**What you are asked to do**
Whenever a line of the data below holds the string "target", copy that line.

Segment Start: Data extract

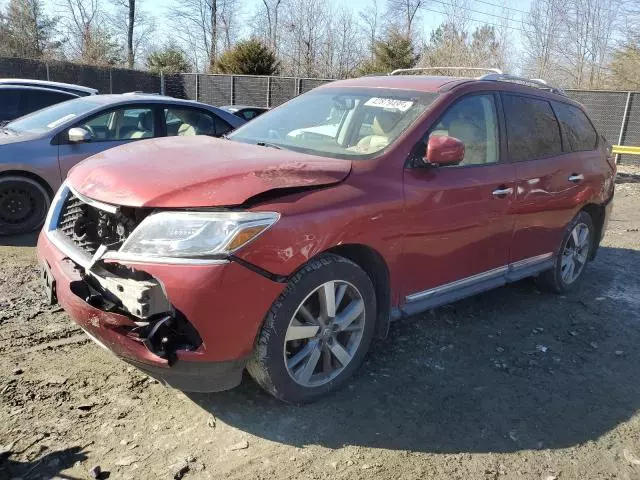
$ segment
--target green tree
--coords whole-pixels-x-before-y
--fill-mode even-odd
[[[56,23],[45,15],[42,0],[11,0],[0,13],[0,52],[26,58],[53,54],[61,45]]]
[[[182,50],[169,45],[147,57],[147,68],[154,73],[183,73],[191,70]]]
[[[392,31],[384,40],[376,42],[373,60],[364,62],[359,69],[361,75],[389,73],[398,68],[415,67],[416,55],[411,38]]]
[[[124,52],[113,35],[102,27],[95,27],[83,35],[80,62],[88,65],[115,66],[123,63]]]
[[[280,62],[273,51],[255,38],[238,42],[224,52],[214,68],[216,73],[244,75],[276,75],[279,70]]]
[[[611,82],[624,90],[640,90],[640,36],[613,53]]]

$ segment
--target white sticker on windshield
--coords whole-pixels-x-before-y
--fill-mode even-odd
[[[393,108],[395,110],[400,110],[401,112],[406,112],[411,108],[413,102],[408,100],[396,100],[393,98],[372,97],[365,102],[365,105],[368,107]]]
[[[60,117],[57,120],[54,120],[53,122],[47,124],[47,128],[56,128],[59,127],[60,125],[62,125],[64,122],[66,122],[67,120],[71,120],[73,117],[75,117],[76,114],[75,113],[69,113],[67,115],[65,115],[64,117]]]

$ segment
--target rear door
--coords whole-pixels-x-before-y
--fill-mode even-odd
[[[579,208],[584,159],[571,153],[550,101],[511,93],[503,93],[502,101],[508,156],[518,178],[511,263],[535,264],[557,252]]]
[[[458,99],[417,148],[424,154],[431,135],[455,137],[465,144],[462,163],[405,170],[407,313],[504,283],[516,176],[501,155],[497,100],[493,93]]]
[[[125,105],[85,118],[73,125],[87,130],[91,140],[70,143],[68,130],[60,133],[58,159],[62,178],[75,164],[91,155],[128,142],[158,136],[157,108],[153,105]],[[70,128],[73,128],[70,127]]]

Segment End: Data extract

**Finished exercise**
--target green tree
--target white sticker on windshield
--target rear door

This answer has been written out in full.